_Kaynak Metin_
§

Peki gelecekte ne olacak?

 

 

Hakan Aran gelecek projeksiyonu da yapıyor ve şu bilgileri veriyor:

 

"Şu anda bunun 2025 yılındaki uzantısı nasıl olacak kısmı önemli. 2025 yılı için şöyle bir tablo var: Enflasyonun yüzde 42 olduğu ama Merkez Bankası hedefinin 14-21 bandında olduğu bir 2025 başlıyor. Merkez Bankası, 42'yi 14-21'e nasıl getirecek? Bu konuda ekonomiyi gevşetemez. Kredi büyümelerindeki yüzde 2 sınırı artıramaz. Dolayısıyla buradaki sıkışıklık ve pahalılık aslında yıl boyu devam edecektir kanaatindeyim. Yüzde 45 enflasyon varken yüzde 50 pahalı ise yüzde 25 enflasyon varken de yüzde 30 pahalı olacak. Pahalılık devam ediyor olacak. O yüzden 2025 yıl boyunca rahatlama bekleyen 'Nasıl olsa biraz hafifler, ben de paraya erişirim' diye düşünenler, nefesini 2025 sonuna kadar tutmayanlar da muhtemelen 2025 yılında çok zorluk yaşayacaklar. Bu tüm şirketleri, KOBİ'lerden büyük kurumsallara kadar herkesi önce maalesef vardiya azaltmaya, sonrasında üretim konusunda tüm verimlilik noktalarında verimlik artışı yapıp insanı biraz robotlarla, makineyle, yazılımla değiştirmeye iteceği için 2025 yılında işsizlik rakamlarının artacağını, bunun istihdam piyasasına olumsuz yansıyacağını göreceğimizi düşünüyorum. Bunun da Merkez Bankası'nı, elini daha çabuk tutacağı ve artık sıkılaşmayı istihdamı da belli bir oranda gözeterek yapacağı noktaya getirecektir diye tahmin ediyorum.

§

_Veri Kesiti_
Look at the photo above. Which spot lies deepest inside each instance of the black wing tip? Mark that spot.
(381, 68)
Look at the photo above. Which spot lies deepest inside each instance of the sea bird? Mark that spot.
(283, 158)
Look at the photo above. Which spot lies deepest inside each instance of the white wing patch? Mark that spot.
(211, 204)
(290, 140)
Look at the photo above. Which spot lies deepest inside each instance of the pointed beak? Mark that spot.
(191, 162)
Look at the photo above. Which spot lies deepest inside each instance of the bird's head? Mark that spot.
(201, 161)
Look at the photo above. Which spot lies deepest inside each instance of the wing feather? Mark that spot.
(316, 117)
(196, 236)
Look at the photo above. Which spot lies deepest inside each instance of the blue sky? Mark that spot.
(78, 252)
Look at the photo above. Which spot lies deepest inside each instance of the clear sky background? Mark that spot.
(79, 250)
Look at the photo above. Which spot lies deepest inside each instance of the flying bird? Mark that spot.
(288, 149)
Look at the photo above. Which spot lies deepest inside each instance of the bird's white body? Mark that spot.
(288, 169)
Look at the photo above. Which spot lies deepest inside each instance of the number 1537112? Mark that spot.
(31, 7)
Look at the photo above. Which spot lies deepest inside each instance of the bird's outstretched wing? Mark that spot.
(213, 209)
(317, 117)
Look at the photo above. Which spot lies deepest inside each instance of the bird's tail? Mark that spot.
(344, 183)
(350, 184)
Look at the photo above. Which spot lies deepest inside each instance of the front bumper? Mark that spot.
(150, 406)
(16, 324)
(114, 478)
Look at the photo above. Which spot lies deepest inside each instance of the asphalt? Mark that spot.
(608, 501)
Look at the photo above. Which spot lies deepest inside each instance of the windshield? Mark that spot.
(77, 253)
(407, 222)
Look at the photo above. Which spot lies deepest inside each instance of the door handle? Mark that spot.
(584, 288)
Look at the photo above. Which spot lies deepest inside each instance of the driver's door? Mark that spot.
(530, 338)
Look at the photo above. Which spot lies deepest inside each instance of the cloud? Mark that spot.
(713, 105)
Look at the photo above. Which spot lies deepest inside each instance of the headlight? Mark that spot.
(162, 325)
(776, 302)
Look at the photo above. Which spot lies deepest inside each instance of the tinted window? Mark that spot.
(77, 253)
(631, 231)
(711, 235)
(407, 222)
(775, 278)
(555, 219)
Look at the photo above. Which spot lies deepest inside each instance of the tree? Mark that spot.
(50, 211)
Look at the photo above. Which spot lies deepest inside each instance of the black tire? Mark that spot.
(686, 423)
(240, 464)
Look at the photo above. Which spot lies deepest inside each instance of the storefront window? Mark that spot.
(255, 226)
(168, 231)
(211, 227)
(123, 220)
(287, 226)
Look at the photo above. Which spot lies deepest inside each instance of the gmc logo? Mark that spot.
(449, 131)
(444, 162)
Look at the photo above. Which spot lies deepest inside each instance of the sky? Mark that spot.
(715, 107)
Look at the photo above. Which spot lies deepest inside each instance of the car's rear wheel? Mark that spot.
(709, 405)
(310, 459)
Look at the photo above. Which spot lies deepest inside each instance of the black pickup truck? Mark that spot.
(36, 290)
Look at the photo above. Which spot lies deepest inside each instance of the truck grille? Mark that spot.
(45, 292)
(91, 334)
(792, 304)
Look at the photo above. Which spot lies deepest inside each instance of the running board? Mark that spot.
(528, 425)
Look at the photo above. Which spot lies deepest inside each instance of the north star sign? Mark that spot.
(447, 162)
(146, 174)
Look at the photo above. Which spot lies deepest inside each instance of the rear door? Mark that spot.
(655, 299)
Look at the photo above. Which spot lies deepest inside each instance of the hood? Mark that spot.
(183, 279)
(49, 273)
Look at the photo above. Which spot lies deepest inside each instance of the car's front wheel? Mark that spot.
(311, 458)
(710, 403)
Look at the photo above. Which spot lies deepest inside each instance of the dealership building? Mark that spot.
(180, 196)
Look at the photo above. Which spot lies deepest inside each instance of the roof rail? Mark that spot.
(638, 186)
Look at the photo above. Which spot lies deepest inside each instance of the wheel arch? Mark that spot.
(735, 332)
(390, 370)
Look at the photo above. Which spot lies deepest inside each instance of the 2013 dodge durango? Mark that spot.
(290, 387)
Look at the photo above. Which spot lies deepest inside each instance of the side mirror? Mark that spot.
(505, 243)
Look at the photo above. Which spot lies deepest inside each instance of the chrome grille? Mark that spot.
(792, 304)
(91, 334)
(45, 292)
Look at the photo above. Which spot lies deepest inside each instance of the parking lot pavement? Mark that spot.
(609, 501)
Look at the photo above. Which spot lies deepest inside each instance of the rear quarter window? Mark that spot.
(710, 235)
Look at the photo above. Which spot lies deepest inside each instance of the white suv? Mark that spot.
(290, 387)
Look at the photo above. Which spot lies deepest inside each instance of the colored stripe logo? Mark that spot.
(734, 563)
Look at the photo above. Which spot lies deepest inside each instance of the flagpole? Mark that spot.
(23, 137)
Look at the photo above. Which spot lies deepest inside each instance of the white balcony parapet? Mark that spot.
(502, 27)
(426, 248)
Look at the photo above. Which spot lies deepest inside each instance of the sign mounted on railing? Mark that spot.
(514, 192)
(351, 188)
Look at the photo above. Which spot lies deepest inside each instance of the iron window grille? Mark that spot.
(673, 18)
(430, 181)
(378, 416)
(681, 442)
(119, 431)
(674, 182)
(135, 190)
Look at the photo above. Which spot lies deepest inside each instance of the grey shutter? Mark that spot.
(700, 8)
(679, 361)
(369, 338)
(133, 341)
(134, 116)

§

_Görev_
Kaynak metne göre şu ifadeler doğru mu: (a) 2025 yılı, yüzde 42 enflasyon ve 14-21 bandında bir Merkez Bankası hedefiyle başlıyor; (b) Merkez Bankası kredi büyümelerindeki yüzde 2 sınırını artırabilir; (c) Hakan Aran, 2025 yılında işsizlik rakamlarının düşeceğini düşünüyor. Her ifadeye evet ya da hayır deyin ve sonucu belirleyen ifadeyi metinden birebir alıntılayın. Kayıtlar, kaynak metinden bağımsız ayrı bir malzemedir.

_Göreve Yanıt_
(a) Evet: "Enflasyonun yüzde 42 olduğu ama Merkez Bankası hedefinin 14-21 bandında olduğu bir 2025 başlıyor."
(b) Hayır: "Kredi büyümelerindeki yüzde 2 sınırı artıramaz."
(c) Hayır: "2025 yılında işsizlik rakamlarının artacağını"